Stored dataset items
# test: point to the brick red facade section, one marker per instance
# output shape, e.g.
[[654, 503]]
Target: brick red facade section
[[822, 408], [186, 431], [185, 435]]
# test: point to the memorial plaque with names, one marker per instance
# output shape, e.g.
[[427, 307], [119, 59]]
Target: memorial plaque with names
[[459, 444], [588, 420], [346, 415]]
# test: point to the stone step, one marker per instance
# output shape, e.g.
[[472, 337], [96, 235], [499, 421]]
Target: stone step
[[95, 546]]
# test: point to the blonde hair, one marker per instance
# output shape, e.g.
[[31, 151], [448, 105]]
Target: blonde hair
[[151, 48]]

TRY IT
All lines from the line containing "[[427, 307], [119, 59]]" through the last line of the data are to be repeated exactly; no other line belongs in the answer.

REPLY
[[427, 307], [119, 59]]
Target: memorial plaque with names
[[459, 444], [588, 420], [346, 415]]
# test: point to the stone step, one marker per instance
# output shape, e.g.
[[472, 337], [96, 235], [499, 421]]
Target: stone step
[[95, 546]]
# test: point to the blonde hair, one marker per instance
# output shape, e.g.
[[31, 151], [448, 105]]
Target: blonde hair
[[151, 48]]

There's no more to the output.